The family, however, is not willing to accept the possibility of drowning, saying there were many water bodies near the field but they were shallow. Ronald Haley Jr., a lawyer for Charles' family, told NBC that the family is planning to request an independent autopsy.

On the day when the boy went missing, Charles was taken from his home without his parents' permission by a 17-year-old boy and his mother Janet Irvin, KADN-TV reported. When Charles' mother alerted the police about her missing son, they reportedly told her the boy was probably at a football game.

"According to the family, they did not feel that the law enforcement officials took their pleas seriously enough, given the fact that they had a missing child," Haley said, reported Fox 29. The police have not made any arrests and the family has not received the coroner's report.

Iberia Parish Sheriff Tommy Romero issued a statement Saturday regarding the ongoing investigation. He said the department obtained and reviewed video evidence that showed Charles was alone near the area where his body was found.

The American Civil Liberties Union (ACLU) has demanded a full, independent investigation into the teen's death. "The disrespect and lack of transparency demonstrated by local officials in response to Bobby's tragic and suspicious death is unacceptable," Alanah Odoms Hebert, executive director of ACLU, said, reported local television station KATC.

Information supplied:
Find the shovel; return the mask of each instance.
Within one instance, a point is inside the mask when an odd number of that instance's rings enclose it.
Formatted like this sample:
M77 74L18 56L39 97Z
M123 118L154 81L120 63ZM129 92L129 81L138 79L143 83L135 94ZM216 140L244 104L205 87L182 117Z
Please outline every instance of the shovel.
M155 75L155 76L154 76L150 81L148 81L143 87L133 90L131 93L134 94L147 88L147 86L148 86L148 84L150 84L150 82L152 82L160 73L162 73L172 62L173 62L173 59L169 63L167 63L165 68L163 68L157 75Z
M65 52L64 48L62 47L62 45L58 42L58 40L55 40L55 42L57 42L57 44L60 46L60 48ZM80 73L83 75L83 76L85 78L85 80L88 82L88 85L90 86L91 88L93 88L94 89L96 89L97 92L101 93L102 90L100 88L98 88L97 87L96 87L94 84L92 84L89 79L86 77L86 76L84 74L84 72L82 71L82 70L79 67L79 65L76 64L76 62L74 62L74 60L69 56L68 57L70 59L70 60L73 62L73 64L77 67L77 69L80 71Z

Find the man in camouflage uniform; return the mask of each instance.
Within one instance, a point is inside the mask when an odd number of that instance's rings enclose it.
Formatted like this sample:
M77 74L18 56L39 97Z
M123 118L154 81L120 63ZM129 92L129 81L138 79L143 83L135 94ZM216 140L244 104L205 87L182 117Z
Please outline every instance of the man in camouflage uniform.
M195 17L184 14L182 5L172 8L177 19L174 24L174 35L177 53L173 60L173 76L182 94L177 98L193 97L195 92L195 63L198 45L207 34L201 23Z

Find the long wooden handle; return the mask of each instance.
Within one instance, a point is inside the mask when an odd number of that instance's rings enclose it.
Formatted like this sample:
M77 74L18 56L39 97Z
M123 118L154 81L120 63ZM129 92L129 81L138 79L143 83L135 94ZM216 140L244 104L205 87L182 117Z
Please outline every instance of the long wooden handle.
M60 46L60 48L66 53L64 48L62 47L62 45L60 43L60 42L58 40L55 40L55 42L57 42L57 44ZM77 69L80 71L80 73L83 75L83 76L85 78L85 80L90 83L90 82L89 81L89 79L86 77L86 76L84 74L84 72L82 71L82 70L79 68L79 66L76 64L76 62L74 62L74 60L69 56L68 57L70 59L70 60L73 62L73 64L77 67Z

What is needed: Copy the news report above from the words "On the day when" through "a football game.", swapping "football game" for "soccer game".

Answer to the problem:
On the day when the boy went missing, Charles was taken from his home without his parents' permission by a 17-year-old boy and his mother Janet Irvin, KADN-TV reported. When Charles' mother alerted the police about her missing son, they reportedly told her the boy was probably at a soccer game.